* Begin Excerpted records *

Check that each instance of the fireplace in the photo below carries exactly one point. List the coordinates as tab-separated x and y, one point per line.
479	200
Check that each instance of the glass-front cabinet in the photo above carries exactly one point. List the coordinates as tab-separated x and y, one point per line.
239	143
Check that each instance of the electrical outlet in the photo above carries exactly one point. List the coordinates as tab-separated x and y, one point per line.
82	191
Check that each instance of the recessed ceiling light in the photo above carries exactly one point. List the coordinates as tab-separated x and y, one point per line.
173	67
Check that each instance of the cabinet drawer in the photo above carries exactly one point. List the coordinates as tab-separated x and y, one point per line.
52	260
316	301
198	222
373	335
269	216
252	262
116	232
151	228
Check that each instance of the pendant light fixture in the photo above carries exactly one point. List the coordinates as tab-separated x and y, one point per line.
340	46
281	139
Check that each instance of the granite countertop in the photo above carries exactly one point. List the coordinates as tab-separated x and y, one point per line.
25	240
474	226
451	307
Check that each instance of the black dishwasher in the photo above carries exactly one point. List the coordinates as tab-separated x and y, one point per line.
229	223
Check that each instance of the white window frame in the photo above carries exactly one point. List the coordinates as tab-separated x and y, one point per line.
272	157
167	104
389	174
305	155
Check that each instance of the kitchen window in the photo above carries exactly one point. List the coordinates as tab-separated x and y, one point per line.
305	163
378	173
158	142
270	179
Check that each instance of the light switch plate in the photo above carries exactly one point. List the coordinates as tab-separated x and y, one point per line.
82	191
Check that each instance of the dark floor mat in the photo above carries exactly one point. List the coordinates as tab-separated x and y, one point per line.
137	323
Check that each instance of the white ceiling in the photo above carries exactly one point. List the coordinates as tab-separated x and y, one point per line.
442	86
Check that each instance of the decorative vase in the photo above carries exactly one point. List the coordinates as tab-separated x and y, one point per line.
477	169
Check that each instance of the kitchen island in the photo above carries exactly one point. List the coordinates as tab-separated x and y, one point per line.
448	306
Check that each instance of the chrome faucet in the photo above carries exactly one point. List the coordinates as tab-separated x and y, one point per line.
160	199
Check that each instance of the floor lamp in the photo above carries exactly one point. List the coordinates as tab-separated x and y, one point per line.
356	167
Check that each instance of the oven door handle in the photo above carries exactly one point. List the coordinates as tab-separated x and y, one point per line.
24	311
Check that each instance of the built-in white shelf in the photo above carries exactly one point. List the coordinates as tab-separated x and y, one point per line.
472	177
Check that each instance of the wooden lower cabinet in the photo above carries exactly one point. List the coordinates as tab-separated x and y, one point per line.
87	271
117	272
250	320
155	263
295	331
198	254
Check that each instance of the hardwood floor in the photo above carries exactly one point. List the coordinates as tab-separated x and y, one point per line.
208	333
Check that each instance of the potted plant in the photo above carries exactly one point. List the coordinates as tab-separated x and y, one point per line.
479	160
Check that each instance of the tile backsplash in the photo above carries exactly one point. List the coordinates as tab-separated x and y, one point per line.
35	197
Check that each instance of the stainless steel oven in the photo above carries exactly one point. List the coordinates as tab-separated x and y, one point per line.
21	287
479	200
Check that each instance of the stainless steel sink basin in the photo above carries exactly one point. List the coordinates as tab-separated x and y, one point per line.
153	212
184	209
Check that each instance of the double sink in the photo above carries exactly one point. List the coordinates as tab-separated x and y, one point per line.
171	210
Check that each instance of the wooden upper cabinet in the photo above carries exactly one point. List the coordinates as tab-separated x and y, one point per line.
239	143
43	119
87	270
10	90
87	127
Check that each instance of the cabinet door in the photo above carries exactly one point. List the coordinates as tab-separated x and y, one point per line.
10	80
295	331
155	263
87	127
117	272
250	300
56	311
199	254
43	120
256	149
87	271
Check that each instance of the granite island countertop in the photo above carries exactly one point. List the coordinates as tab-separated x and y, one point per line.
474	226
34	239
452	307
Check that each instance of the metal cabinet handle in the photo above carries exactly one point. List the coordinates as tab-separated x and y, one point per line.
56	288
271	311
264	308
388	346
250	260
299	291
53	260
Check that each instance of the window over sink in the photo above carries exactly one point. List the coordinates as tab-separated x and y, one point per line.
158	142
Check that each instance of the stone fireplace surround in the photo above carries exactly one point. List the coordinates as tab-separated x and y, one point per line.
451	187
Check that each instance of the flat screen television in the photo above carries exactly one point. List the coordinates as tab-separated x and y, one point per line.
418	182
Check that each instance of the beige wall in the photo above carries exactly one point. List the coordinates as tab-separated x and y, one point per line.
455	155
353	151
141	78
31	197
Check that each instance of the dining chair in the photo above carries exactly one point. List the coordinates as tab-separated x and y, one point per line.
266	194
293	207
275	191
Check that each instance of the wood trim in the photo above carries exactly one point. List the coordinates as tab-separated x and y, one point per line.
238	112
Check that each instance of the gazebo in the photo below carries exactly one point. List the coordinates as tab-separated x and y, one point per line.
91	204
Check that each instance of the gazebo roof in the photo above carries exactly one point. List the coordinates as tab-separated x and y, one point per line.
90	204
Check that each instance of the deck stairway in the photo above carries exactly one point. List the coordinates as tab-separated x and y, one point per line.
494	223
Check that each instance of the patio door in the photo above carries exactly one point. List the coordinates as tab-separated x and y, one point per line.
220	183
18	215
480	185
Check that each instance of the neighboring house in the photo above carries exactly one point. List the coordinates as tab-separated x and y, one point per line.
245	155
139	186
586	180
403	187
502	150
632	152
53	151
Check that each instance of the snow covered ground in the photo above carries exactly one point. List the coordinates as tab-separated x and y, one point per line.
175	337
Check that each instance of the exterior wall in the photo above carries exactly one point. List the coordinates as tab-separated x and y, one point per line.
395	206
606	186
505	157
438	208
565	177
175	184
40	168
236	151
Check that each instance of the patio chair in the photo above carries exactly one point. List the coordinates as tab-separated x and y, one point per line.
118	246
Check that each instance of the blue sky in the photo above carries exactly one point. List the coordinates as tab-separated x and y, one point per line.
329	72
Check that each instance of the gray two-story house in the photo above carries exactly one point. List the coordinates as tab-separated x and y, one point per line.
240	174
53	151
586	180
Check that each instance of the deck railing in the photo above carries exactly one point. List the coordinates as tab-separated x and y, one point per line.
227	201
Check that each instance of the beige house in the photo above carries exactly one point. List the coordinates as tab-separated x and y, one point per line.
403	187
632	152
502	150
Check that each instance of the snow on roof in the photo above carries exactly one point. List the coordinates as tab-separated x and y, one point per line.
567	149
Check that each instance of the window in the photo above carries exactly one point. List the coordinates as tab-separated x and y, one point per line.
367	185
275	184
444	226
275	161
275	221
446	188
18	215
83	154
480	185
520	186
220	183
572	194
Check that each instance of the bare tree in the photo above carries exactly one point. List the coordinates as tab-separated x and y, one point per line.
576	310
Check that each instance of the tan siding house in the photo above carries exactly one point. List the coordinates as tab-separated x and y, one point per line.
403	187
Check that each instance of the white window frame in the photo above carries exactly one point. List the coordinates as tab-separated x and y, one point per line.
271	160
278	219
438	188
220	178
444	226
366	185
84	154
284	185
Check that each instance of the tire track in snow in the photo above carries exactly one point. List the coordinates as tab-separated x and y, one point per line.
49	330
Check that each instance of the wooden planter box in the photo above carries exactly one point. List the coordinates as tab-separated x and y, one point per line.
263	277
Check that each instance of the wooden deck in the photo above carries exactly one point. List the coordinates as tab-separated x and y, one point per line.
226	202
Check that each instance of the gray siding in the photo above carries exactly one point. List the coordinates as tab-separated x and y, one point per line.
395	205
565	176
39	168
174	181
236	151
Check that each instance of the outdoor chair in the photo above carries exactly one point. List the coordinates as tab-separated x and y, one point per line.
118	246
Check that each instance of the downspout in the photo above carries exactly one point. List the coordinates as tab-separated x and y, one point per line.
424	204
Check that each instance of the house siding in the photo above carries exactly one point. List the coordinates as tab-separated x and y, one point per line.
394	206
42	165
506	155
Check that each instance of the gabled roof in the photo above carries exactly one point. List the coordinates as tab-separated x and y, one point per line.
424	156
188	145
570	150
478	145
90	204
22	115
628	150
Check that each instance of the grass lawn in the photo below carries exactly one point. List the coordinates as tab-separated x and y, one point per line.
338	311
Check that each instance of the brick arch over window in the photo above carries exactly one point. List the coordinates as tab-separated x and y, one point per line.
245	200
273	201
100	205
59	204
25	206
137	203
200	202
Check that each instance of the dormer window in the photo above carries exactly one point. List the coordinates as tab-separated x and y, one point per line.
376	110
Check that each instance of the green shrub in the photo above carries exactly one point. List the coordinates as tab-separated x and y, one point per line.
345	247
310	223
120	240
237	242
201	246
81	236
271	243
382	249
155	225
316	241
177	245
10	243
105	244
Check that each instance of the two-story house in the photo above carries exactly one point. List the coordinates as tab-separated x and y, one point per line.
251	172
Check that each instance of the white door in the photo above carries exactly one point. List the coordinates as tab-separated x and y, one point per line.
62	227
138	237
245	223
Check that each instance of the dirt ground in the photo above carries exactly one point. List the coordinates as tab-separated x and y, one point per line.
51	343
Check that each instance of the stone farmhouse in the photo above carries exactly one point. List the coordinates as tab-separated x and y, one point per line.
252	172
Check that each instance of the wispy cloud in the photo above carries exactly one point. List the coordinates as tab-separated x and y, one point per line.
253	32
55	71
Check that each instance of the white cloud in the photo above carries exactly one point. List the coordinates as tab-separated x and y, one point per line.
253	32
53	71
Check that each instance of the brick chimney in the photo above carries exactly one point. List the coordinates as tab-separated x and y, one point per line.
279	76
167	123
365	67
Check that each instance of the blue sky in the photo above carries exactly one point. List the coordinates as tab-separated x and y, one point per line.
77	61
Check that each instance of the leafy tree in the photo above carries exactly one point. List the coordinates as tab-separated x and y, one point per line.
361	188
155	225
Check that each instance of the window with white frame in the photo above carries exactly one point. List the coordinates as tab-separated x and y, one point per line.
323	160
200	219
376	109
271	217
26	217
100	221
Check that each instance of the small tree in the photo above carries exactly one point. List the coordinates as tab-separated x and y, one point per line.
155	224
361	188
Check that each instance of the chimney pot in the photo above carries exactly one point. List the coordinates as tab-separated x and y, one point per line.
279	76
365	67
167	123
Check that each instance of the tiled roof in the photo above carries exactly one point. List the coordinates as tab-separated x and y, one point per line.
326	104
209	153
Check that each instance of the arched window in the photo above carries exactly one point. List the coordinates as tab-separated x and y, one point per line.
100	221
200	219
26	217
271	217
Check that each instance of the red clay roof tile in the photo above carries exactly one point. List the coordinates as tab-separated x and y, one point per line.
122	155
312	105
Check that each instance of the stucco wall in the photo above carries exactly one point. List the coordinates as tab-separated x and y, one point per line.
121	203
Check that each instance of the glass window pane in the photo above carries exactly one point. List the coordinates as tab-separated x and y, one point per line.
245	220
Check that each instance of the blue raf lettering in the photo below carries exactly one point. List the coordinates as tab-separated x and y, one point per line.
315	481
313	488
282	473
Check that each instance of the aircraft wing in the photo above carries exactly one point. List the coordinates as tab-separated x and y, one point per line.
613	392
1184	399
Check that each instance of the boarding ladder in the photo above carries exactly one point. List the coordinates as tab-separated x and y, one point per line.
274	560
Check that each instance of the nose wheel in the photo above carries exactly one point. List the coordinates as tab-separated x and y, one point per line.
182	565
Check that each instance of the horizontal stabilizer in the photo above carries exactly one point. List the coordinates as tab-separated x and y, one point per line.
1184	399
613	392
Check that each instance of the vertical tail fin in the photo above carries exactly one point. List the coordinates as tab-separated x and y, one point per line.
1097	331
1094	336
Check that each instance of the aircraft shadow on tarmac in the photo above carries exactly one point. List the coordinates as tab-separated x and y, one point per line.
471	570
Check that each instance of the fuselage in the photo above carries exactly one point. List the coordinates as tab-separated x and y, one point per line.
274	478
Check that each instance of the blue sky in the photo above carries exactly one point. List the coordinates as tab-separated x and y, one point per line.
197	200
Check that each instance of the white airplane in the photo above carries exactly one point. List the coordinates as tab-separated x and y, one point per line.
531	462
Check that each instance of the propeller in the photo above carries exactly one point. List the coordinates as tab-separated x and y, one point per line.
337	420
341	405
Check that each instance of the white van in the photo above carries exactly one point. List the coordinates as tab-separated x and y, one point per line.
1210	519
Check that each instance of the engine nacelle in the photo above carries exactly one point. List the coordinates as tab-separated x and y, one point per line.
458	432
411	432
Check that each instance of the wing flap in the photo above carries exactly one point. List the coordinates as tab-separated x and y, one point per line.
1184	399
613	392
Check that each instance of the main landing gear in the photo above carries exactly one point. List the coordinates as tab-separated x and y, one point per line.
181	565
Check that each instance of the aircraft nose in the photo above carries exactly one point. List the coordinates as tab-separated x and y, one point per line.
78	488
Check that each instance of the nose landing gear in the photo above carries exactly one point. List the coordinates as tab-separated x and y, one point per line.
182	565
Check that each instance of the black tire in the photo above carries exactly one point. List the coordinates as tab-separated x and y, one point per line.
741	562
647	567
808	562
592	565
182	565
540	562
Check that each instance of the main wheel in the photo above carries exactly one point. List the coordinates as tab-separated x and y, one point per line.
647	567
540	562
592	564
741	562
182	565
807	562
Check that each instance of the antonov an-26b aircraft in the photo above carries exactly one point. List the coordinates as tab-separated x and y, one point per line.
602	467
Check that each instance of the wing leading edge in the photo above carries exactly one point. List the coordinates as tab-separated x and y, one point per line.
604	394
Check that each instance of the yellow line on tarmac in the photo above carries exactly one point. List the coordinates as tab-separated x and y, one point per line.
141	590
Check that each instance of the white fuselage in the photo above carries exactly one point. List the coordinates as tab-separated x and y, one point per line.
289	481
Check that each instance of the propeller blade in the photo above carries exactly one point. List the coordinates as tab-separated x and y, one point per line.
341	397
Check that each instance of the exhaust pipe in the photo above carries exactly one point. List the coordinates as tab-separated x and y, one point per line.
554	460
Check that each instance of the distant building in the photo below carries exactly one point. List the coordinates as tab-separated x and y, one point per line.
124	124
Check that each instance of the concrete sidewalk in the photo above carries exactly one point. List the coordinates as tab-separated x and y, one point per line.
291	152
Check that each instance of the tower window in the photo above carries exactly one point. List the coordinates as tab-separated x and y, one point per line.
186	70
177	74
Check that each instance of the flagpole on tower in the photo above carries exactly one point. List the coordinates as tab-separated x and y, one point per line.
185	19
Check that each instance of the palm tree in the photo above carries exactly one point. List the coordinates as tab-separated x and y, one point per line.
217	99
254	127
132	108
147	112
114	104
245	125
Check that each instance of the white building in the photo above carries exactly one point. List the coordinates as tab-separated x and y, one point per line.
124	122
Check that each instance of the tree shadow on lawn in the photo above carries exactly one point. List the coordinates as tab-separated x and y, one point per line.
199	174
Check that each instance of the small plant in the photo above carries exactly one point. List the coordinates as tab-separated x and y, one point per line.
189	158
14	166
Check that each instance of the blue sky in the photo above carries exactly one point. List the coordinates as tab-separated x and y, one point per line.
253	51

* End Excerpted records *

- **Task objective**
In the listing above, find the line with "Check that each instance of the white building" and set down that line and all after it exactly, through the final line.

- **Expected output**
Check that each instance of the white building in the photo above carries exactly one point. List the coordinates as tab-separated x and y, one point per line.
124	122
Check that each instance of the tree shadow on lawn in the photo above carries exactly one point. List the coordinates as tab-separated x and y, one point per line.
199	174
Check that each instance of the small plant in the photo above carries exactly one point. List the coordinates as tab-separated x and y, one point per line.
189	158
14	166
Check that each instance of the blue sky in the photo above carries exactly one point. List the coordinates as tab-separated x and y, one point per line.
253	51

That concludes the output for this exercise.